Exercise aim:
Below is a set of entries. Print the line that contains "task: segment every instance of the **reed" and every later line word for word, through the final one.

(Dataset entries)

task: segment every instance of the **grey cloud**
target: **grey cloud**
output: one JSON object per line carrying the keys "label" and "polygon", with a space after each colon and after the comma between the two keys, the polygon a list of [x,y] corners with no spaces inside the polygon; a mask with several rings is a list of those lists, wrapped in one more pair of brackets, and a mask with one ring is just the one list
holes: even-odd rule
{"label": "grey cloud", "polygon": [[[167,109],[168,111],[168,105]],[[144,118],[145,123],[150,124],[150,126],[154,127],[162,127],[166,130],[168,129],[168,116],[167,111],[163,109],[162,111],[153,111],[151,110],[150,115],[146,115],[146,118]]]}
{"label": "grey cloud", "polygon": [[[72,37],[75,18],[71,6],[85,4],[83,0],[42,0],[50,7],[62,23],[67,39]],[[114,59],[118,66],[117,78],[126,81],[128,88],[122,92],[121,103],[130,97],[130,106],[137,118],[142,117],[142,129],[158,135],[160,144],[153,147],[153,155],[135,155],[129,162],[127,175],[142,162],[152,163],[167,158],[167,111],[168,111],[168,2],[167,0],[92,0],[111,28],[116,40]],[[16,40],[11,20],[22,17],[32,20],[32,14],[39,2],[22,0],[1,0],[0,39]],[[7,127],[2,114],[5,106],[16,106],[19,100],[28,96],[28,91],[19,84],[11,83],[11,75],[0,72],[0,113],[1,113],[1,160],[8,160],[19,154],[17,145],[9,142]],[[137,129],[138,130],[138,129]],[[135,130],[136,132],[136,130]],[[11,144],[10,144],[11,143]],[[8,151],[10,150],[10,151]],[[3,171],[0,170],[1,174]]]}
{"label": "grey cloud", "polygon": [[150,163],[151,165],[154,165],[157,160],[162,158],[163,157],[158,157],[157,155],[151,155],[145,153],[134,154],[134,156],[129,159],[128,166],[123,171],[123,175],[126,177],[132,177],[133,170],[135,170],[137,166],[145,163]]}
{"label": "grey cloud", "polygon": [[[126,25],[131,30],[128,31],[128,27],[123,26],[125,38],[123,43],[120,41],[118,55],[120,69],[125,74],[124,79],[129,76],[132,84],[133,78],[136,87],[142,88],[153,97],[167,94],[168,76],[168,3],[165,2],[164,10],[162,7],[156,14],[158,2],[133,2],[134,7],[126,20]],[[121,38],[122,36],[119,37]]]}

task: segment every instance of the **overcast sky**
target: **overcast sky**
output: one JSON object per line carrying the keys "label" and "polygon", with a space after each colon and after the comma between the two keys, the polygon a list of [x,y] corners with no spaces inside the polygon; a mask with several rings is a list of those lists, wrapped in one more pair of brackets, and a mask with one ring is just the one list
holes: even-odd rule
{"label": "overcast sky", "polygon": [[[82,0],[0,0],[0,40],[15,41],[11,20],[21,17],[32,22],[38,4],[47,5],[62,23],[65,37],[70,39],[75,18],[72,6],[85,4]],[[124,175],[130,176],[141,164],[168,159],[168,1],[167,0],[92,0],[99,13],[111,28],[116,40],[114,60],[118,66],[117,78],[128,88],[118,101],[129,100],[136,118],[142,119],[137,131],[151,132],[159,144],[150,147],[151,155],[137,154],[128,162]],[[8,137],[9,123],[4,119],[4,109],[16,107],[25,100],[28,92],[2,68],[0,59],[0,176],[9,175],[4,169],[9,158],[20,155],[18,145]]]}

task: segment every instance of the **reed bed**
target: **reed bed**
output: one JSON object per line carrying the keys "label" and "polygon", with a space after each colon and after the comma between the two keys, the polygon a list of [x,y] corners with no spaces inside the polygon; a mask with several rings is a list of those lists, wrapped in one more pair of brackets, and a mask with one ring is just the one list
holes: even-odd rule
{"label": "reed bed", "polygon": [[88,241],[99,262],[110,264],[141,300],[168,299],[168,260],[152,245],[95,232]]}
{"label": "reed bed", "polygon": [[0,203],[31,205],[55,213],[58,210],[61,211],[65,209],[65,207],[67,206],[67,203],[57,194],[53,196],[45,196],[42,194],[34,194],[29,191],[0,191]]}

Worked solution:
task: segment every instance of the **reed bed**
target: **reed bed**
output: one JSON object per line carrying the keys "label" and "polygon", with a space after each colon and after the comma between the two keys, the polygon a list of [x,y] corners with no spaces inside the polygon; a mask with several rings is a list of those lists, wrapped in one more pair of brackets, and a mask with one ring is just the one list
holes: even-odd rule
{"label": "reed bed", "polygon": [[88,241],[99,262],[110,264],[141,300],[168,299],[168,260],[152,245],[95,232]]}
{"label": "reed bed", "polygon": [[0,203],[31,205],[55,213],[58,210],[61,211],[65,209],[65,207],[67,206],[67,203],[57,194],[53,196],[45,196],[42,194],[34,194],[29,191],[0,191]]}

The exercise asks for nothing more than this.